-------- Selection

May 25 2007 In the Garden This Week

It is wrap up time in the garden, preparing it for its winter sojourn. Keep dividing up clumping perennials and plants.

  • If you have a glasshouse or conservatory, it is seed raising time for late winter plantings of annuals. It is a great deal cheaper to raise your own if you can, than to buy potted colour. If you have polystyrene trays (the sort that mushrooms used to come in), they make great seed trays provided you punch many holes in the bottom. Raising seed in trays under cover is generally a great deal more successful than just scattering a packet of seed where you hope it will grow. Our heavy rains through the winter can wash away and cake the soil, making it difficult for little germinating seeds.
  • If you have seed raising capabilities, sow a crop of mixed salad greens or micro veg to provide tasty winter salads. A tray of these grown under cover is very rewarding.
  • Continue wrenching those large plants that you are root pruning in preparation for moving. You should be on to your final cut.
  • Sow down a green crop in any part of the vegetable garden which is currently empty. It suppresses weeds and feeds the soil.
  • You can still sow winter spinach from seed and plant out silver beet for spring eating.
  • If you have not done it yet, get on to the copper and winter oil spray on the citrus as soon as you possibly can. This is the most important spray of the year and done now, the plants may not require any further spraying in the winter.
  • This is a critical time to keep on top of weeds everywhere with the rash of autumn germination taking hold. The snails might be starting to hibernate but the slugs remain alarmingly active.

----------------

Work required: Condense the paragraph of the garden notes beginning "If you have a glasshouse or conservatory" into a short bulleted list that keeps its main facts.

-------- Supplied data

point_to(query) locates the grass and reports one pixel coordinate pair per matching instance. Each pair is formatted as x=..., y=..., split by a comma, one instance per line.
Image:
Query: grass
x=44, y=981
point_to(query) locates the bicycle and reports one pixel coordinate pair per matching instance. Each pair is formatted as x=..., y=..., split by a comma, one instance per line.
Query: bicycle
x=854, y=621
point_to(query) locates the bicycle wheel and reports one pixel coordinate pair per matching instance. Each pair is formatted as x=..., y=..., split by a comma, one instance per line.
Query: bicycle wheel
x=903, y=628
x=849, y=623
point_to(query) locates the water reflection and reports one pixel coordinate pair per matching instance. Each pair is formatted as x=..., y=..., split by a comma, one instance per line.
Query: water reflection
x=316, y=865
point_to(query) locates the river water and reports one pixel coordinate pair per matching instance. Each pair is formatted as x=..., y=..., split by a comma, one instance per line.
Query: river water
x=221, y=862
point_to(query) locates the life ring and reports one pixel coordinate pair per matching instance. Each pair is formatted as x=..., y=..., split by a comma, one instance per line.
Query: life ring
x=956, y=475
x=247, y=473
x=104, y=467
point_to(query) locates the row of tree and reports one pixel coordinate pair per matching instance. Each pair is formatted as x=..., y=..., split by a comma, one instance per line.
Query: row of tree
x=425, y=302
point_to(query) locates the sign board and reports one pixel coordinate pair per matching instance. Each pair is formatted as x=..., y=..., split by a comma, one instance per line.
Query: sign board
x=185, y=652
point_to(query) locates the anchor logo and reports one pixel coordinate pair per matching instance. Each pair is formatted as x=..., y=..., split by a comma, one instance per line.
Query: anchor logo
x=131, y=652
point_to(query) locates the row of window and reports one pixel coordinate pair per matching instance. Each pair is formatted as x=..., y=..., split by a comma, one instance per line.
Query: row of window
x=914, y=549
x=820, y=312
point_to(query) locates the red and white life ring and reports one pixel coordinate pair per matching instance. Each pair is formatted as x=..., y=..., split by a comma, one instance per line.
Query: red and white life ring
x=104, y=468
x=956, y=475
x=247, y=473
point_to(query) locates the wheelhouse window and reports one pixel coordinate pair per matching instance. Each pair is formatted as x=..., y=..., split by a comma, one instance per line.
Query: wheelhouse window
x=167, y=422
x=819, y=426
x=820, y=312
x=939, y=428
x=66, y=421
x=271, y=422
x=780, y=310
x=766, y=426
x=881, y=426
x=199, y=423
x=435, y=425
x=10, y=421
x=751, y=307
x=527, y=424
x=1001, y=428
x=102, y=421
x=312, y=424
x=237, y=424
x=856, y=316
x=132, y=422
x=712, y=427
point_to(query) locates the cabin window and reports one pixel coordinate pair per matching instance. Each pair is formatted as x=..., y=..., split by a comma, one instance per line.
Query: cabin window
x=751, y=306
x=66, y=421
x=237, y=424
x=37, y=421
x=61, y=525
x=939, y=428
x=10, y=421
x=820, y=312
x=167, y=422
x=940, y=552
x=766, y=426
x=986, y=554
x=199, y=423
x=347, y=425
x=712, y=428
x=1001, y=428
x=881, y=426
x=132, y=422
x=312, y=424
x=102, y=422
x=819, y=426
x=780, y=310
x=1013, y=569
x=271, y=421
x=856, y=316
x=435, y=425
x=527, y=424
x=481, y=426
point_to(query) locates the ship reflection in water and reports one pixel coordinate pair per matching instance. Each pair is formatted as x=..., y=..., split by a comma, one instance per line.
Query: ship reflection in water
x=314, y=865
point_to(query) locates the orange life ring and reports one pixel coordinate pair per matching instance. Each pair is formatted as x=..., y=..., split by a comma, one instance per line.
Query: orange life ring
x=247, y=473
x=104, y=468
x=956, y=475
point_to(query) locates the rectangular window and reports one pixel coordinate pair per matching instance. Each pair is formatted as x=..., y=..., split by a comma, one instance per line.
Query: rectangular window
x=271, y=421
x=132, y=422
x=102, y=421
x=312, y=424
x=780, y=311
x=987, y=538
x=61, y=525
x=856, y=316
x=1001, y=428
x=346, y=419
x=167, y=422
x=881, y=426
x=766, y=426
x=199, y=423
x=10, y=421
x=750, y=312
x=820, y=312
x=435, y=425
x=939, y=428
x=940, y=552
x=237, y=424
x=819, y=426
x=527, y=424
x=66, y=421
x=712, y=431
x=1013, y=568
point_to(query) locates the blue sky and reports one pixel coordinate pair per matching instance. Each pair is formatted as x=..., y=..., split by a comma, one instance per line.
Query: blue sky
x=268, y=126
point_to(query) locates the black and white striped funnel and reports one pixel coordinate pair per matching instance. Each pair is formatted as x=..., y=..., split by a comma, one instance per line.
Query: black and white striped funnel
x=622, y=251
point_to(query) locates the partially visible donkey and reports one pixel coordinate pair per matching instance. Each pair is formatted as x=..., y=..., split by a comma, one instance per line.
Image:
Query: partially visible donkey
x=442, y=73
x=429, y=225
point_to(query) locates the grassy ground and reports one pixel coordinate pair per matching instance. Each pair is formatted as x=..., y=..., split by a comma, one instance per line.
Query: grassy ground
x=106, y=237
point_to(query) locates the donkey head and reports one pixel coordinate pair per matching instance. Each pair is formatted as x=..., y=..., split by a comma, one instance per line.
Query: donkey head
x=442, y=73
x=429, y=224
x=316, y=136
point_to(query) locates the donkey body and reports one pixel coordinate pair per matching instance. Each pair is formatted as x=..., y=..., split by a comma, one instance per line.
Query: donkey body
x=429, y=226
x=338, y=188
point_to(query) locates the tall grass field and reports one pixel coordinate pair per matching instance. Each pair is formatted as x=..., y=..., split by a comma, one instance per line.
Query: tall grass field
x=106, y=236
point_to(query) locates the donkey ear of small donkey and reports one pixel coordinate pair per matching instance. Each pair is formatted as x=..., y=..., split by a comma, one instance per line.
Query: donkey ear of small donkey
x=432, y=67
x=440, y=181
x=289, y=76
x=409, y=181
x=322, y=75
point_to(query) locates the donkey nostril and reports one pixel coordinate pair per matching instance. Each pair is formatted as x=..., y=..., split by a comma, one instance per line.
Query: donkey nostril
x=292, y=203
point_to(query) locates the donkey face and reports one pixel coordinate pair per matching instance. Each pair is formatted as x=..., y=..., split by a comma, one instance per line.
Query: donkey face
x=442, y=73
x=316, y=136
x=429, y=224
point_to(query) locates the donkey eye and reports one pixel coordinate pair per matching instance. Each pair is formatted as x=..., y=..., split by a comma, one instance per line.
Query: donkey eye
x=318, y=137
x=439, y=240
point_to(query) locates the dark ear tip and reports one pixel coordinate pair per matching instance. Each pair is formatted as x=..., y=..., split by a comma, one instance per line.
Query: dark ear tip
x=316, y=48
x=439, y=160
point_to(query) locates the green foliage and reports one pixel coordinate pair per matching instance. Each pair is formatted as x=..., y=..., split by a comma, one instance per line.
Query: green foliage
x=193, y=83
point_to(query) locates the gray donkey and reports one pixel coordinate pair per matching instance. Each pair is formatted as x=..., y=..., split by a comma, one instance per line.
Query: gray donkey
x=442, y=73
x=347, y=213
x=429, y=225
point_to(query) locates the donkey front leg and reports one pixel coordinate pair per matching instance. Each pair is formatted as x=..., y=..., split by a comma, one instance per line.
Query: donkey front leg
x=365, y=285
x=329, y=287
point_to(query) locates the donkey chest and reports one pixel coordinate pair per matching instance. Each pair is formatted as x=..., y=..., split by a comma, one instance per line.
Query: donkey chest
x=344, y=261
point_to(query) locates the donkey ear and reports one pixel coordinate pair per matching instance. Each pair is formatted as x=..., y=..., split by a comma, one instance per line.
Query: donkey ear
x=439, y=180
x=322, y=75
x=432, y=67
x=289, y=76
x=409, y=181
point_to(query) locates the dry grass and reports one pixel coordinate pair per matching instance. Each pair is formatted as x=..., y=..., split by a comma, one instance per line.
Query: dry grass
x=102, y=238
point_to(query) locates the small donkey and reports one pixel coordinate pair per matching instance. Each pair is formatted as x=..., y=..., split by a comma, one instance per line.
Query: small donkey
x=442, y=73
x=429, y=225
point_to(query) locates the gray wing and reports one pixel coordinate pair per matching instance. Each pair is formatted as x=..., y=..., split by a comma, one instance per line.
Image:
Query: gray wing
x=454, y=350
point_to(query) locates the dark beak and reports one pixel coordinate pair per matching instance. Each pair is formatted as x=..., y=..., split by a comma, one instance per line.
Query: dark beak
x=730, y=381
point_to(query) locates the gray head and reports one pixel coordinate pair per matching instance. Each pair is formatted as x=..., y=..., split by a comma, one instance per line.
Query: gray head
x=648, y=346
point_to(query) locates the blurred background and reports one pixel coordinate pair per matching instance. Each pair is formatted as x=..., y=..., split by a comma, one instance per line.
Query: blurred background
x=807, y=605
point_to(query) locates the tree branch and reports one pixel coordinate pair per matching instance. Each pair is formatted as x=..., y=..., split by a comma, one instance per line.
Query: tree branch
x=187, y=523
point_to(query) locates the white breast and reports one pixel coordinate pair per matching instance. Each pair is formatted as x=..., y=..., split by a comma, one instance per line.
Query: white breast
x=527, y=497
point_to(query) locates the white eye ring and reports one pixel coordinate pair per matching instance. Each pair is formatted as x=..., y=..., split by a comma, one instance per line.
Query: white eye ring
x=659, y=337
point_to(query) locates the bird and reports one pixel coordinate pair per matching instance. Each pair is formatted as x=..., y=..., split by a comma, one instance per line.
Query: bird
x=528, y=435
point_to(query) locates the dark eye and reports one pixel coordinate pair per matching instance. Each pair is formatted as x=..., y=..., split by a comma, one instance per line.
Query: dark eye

----------------

Result for this exercise:
- With a glasshouse or conservatory, now is the time to raise seed for late winter plantings of annuals.
- Raising your own is much cheaper than buying potted color.
- Polystyrene trays, like the ones mushrooms used to come in, make good seed trays if many holes are punched in the bottom.
- Raising seed in trays under cover generally works much better than scattering a packet of seed where you hope it will grow.
- Heavy winter rains can wash away and cake the soil, which makes it hard for germinating seeds.